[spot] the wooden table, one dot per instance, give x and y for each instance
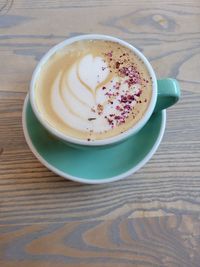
(149, 219)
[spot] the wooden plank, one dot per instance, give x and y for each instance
(156, 241)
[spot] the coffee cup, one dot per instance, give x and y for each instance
(97, 91)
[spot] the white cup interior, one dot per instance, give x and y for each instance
(106, 141)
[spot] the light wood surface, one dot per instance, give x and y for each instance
(149, 219)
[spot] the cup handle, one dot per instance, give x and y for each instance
(168, 93)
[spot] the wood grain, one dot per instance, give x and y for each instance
(148, 219)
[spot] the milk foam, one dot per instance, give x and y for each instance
(77, 93)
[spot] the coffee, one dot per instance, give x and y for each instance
(93, 89)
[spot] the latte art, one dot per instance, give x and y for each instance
(93, 90)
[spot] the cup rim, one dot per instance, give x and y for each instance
(107, 141)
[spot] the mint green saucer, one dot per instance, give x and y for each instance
(98, 165)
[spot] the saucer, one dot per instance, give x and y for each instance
(93, 166)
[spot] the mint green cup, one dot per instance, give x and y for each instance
(165, 93)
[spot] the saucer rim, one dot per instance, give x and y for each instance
(85, 180)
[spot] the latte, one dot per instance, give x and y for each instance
(93, 89)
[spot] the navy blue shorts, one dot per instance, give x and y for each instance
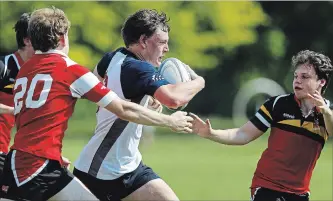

****

**What you have to do**. Give all the entries again exactly, dropping each picture.

**Solution**.
[spot] the wooden table, one dot per instance, give x and y for each instance
(149, 219)
[spot] the wooden plank, one dot per instance, give x and y for each instance
(156, 241)
[spot] the coffee cup, one dot per instance, give x and y for each instance
(97, 91)
[spot] the white cup interior, one dot per instance, give x and y for each instance
(106, 141)
[spot] the light wood surface, one dot per instance, give x and y for each instance
(149, 219)
[spot] the cup handle, one dot per instance, give x and y for each instance
(168, 93)
[spot] the wood grain, one dot per instance, give x and y for each instance
(148, 219)
[spot] the milk foam, one dot per instance, give x and y for each instance
(77, 93)
[spot] the coffee, one dot per instance, give x and y for each instance
(93, 89)
[spot] the latte art, one dot per instance, give x and y for each instance
(93, 90)
[spot] the cup rim, one dot per instance, give x and y for each instance
(107, 141)
[spot] the mint green saucer, one dot per instance, give x and y for each instance
(98, 165)
[spot] the saucer, one dot per instance, give x and y for each instance
(93, 166)
[spot] the mint green cup, one dot per instance, give x and y for each instance
(165, 93)
[spot] the saucer rim, one dot per instance, give x and y for each instance
(85, 180)
[spot] the latte, one dot per instance, give x and y for each instance
(93, 89)
[spot] the navy blue shorts, one dot per instance, give x and y for each instance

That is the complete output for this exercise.